:: Provided material ::
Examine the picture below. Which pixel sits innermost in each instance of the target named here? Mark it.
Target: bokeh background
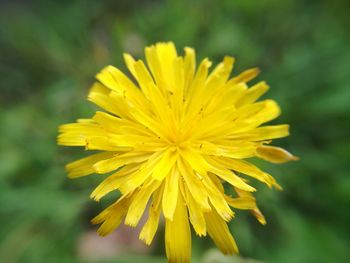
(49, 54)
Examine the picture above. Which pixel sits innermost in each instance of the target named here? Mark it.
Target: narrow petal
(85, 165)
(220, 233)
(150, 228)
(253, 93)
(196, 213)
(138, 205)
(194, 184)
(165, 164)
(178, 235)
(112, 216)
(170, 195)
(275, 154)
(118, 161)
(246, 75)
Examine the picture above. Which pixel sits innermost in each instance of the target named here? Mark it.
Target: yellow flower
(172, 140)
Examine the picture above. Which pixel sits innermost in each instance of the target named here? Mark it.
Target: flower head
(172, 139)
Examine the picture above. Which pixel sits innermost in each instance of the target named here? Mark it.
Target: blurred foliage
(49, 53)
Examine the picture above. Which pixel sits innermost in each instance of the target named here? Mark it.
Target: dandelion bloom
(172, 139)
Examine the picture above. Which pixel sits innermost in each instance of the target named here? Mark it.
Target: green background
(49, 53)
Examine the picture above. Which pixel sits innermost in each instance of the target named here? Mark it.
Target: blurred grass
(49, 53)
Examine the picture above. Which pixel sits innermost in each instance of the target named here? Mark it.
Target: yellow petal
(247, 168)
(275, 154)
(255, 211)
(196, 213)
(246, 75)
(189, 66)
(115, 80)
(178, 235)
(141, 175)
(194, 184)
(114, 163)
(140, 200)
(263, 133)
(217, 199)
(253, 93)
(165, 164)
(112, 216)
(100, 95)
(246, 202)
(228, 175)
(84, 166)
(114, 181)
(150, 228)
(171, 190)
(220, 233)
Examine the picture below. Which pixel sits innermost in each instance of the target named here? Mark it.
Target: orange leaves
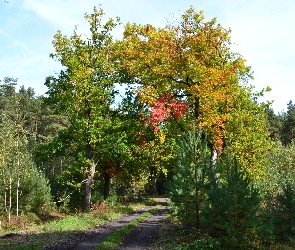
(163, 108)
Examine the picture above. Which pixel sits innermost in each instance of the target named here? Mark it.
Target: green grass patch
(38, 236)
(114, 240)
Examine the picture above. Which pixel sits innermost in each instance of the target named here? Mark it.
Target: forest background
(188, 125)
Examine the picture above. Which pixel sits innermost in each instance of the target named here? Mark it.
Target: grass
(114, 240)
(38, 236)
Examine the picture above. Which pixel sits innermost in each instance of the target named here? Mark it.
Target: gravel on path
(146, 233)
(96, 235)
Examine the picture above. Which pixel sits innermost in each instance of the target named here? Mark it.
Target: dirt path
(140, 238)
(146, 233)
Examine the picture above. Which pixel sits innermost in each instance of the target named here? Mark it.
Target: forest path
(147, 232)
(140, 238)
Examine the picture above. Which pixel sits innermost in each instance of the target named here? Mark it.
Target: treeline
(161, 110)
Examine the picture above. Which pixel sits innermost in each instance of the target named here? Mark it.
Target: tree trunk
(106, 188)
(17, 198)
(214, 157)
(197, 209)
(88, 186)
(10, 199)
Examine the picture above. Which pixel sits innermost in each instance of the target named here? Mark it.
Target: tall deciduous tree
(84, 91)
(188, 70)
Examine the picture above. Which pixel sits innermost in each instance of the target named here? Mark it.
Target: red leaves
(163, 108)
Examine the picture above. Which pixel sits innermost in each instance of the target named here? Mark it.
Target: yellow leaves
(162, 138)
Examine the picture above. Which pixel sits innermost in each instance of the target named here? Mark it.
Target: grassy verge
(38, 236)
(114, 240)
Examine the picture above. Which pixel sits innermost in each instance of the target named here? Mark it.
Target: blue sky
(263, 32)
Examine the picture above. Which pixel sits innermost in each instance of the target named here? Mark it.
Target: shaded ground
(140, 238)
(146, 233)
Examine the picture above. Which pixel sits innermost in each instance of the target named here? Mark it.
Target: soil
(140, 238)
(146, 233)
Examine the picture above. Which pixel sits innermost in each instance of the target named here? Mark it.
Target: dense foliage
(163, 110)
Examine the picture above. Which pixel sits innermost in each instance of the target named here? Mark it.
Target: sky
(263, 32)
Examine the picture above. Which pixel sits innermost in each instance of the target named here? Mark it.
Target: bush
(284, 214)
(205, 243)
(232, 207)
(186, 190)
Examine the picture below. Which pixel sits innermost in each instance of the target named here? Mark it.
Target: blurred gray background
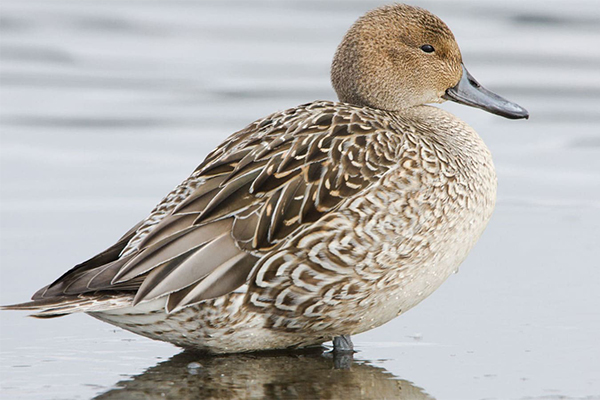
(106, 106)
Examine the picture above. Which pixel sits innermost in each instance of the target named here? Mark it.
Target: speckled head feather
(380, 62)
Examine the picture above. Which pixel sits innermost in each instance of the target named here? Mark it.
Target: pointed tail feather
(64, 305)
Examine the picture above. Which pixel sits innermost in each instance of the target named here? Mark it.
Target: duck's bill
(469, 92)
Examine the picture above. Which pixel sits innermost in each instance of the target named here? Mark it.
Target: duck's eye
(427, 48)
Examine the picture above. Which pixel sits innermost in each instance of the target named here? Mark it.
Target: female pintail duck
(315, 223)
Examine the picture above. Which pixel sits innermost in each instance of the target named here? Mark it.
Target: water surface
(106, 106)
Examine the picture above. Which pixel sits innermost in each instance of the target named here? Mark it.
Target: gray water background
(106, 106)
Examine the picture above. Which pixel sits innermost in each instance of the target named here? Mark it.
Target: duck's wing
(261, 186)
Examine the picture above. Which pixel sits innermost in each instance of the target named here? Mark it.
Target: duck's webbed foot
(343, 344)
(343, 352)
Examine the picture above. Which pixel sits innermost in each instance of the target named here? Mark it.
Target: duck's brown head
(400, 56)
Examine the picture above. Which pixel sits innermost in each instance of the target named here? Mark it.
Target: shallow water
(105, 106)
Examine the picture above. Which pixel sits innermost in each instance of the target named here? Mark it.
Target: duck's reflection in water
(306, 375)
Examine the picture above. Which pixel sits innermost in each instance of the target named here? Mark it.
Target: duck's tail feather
:::
What the task asks -> How many lines in the entries above contain the word "green", matching case exactly? Reply with the number alone.

Problem solution -> 2